*Set exercise*
Copy out, exactly as written, only the line containing "Find the conical" and the lines after it through the end of the records.

*Input for this task*
+--

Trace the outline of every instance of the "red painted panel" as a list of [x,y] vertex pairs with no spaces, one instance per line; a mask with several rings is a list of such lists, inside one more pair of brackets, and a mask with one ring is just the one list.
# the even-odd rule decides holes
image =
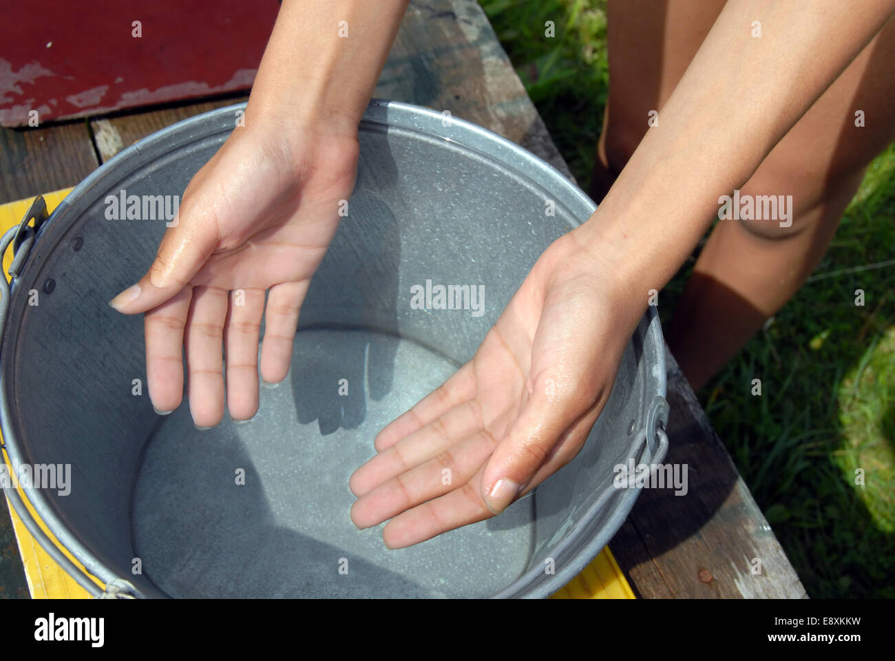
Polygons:
[[[4,3],[0,124],[247,90],[277,0]],[[141,36],[134,36],[134,21]],[[31,116],[33,117],[33,116]]]

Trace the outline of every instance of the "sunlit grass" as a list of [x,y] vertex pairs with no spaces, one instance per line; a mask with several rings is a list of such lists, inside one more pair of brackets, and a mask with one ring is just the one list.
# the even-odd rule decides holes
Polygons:
[[[573,174],[589,181],[609,84],[604,0],[480,2]],[[893,259],[890,145],[812,279],[698,393],[815,597],[895,597]],[[663,321],[692,266],[662,293]],[[749,392],[756,374],[762,397]]]

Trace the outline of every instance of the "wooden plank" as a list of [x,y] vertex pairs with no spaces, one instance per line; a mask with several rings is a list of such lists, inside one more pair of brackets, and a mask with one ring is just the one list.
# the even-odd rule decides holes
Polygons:
[[376,96],[467,119],[571,174],[475,0],[411,0]]
[[[377,96],[448,110],[568,168],[472,0],[411,0]],[[668,353],[668,352],[667,352]],[[785,554],[674,358],[668,354],[670,451],[689,493],[644,490],[610,545],[645,597],[805,596]],[[762,562],[753,574],[752,560]],[[702,578],[701,578],[702,577]]]
[[[412,0],[376,95],[448,110],[522,144],[569,176],[473,0]],[[239,100],[121,115],[91,120],[91,126],[105,160],[154,131]],[[47,185],[12,197],[56,187]],[[668,358],[671,417],[666,461],[687,465],[689,492],[678,497],[670,490],[644,490],[612,541],[616,559],[645,597],[804,597],[677,363]],[[754,558],[762,561],[761,574],[751,571]]]
[[[609,545],[618,563],[645,597],[806,597],[668,350],[666,358],[671,412],[665,463],[687,466],[688,493],[643,491]],[[761,572],[754,573],[754,567]]]
[[73,186],[98,165],[86,122],[0,129],[0,203]]
[[[170,106],[149,110],[91,117],[90,128],[96,139],[97,151],[106,162],[125,147],[172,124],[215,108],[247,101],[247,95],[214,99],[184,106]],[[235,121],[235,118],[234,118]]]

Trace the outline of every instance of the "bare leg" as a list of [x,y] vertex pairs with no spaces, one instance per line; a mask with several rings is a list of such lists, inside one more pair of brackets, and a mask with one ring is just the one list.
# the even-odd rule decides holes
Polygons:
[[[645,133],[649,107],[664,104],[686,69],[682,58],[689,62],[723,5],[669,0],[650,3],[647,13],[639,4],[610,0],[609,5],[612,90],[598,150],[596,169],[603,173],[595,173],[595,188],[607,172],[624,167]],[[664,28],[644,27],[644,21]],[[661,47],[654,37],[652,46],[638,44],[638,35],[651,34],[666,36]],[[801,287],[835,234],[867,162],[895,137],[895,80],[887,64],[892,61],[895,22],[890,21],[742,187],[742,195],[792,195],[792,227],[780,227],[776,219],[722,220],[712,232],[667,329],[669,346],[694,388]],[[863,127],[855,125],[857,110],[865,113]]]

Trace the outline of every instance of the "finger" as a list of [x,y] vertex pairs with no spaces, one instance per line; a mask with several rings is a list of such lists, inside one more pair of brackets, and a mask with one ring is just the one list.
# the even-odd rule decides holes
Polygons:
[[482,407],[470,399],[375,455],[354,471],[348,488],[362,496],[386,480],[405,473],[451,447],[464,436],[482,429]]
[[226,405],[234,420],[248,420],[258,412],[258,336],[263,313],[263,289],[230,292],[224,347]]
[[449,494],[395,517],[382,531],[388,548],[406,548],[494,516],[482,500],[482,470]]
[[217,247],[217,224],[209,212],[178,210],[165,231],[152,266],[109,305],[124,314],[160,305],[183,288]]
[[482,468],[495,444],[494,437],[485,430],[461,439],[359,498],[351,508],[351,519],[358,528],[370,528],[450,493]]
[[261,344],[261,378],[268,383],[279,383],[289,373],[298,314],[310,284],[310,279],[284,282],[268,292]]
[[503,511],[525,488],[550,456],[558,439],[592,407],[602,408],[601,391],[579,386],[581,378],[550,378],[542,373],[516,422],[485,467],[485,503],[495,514]]
[[186,287],[143,318],[146,380],[156,412],[165,416],[183,398],[183,326],[192,288]]
[[190,412],[197,427],[213,427],[224,417],[222,342],[226,309],[225,289],[193,288],[185,348]]
[[581,416],[571,427],[566,430],[562,436],[559,437],[557,444],[553,446],[553,449],[547,455],[544,463],[535,472],[534,476],[519,492],[520,496],[524,495],[536,487],[575,458],[584,445],[584,442],[587,441],[587,436],[591,433],[593,425],[597,422],[599,414],[600,408],[593,407]]
[[475,373],[466,363],[444,383],[420,399],[409,410],[388,423],[376,435],[373,447],[378,452],[390,448],[403,438],[429,425],[454,407],[475,397]]

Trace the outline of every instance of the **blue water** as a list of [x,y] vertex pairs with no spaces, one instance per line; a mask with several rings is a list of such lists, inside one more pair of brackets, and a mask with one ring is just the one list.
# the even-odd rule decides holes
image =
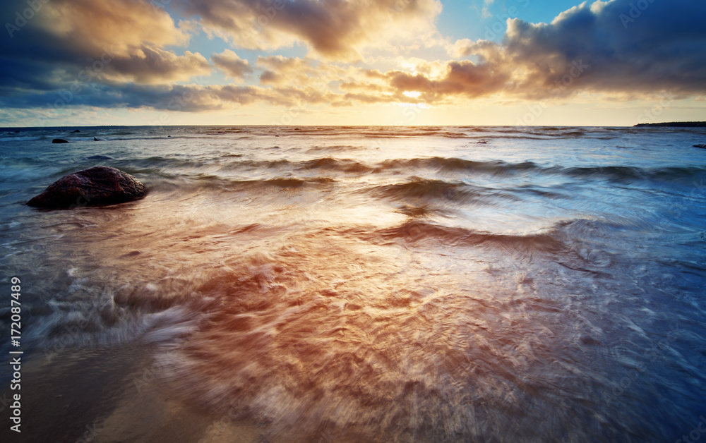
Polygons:
[[[706,413],[704,128],[18,129],[27,358],[144,344],[253,439],[674,442]],[[150,193],[24,204],[96,165]]]

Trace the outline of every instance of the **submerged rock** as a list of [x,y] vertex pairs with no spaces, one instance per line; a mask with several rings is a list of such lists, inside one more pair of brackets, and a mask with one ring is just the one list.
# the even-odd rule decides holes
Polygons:
[[147,188],[133,176],[109,166],[95,166],[61,177],[27,204],[71,209],[123,203],[146,195]]

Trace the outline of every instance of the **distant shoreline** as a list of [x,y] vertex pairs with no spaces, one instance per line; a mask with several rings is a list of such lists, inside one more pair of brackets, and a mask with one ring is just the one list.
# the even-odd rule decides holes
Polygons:
[[702,128],[706,127],[706,121],[670,121],[666,123],[640,123],[638,126],[662,126],[664,128]]

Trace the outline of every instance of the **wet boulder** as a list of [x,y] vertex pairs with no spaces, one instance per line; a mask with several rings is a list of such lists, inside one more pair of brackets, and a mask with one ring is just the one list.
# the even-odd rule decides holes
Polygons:
[[71,209],[138,200],[147,188],[134,176],[109,166],[95,166],[64,176],[27,204],[36,207]]

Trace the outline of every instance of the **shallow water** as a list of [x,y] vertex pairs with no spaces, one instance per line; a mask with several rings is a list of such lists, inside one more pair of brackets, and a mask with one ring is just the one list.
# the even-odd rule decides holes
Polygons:
[[[702,128],[80,129],[0,137],[28,357],[148,344],[265,440],[673,442],[706,413]],[[97,164],[150,194],[23,205]]]

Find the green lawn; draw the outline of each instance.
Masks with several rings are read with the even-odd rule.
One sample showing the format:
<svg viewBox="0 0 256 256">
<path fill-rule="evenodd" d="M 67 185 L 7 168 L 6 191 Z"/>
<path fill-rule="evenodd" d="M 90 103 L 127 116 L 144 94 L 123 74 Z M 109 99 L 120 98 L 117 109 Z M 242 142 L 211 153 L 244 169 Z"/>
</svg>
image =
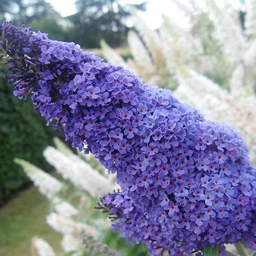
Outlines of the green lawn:
<svg viewBox="0 0 256 256">
<path fill-rule="evenodd" d="M 59 255 L 61 235 L 46 223 L 49 201 L 33 186 L 0 208 L 0 255 L 31 254 L 31 240 L 39 236 Z"/>
</svg>

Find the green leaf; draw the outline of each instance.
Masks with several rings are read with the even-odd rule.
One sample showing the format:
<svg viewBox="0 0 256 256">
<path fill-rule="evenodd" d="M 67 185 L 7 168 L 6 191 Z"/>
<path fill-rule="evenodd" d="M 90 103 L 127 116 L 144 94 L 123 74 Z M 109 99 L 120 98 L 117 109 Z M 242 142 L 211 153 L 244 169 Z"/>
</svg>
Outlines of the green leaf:
<svg viewBox="0 0 256 256">
<path fill-rule="evenodd" d="M 212 247 L 210 245 L 207 245 L 204 248 L 205 256 L 218 256 L 218 245 L 216 245 Z"/>
</svg>

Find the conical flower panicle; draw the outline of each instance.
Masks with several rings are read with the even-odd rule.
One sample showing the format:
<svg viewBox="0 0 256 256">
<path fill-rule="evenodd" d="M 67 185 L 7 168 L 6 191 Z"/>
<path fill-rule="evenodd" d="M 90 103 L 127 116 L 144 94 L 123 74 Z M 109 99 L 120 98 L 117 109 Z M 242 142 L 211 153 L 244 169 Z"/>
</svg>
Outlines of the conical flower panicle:
<svg viewBox="0 0 256 256">
<path fill-rule="evenodd" d="M 237 133 L 73 43 L 8 23 L 0 35 L 15 94 L 30 93 L 73 146 L 117 173 L 122 192 L 103 202 L 122 236 L 152 255 L 243 239 L 255 247 L 255 173 Z"/>
</svg>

+--

*Written solution*
Find the conical flower panicle; draw the outline of each instance.
Masks with several rings are read with the even-odd rule.
One sample showing the format:
<svg viewBox="0 0 256 256">
<path fill-rule="evenodd" d="M 67 185 L 7 168 L 6 191 Z"/>
<path fill-rule="evenodd" d="M 90 103 L 127 116 L 144 94 L 123 74 Z M 109 99 L 120 98 L 117 109 Z M 242 142 L 211 153 L 244 169 Z"/>
</svg>
Outlines of the conical flower panicle:
<svg viewBox="0 0 256 256">
<path fill-rule="evenodd" d="M 237 133 L 73 43 L 8 23 L 0 35 L 15 94 L 30 93 L 73 146 L 117 173 L 122 192 L 103 202 L 122 236 L 152 255 L 243 239 L 255 247 L 255 173 Z"/>
</svg>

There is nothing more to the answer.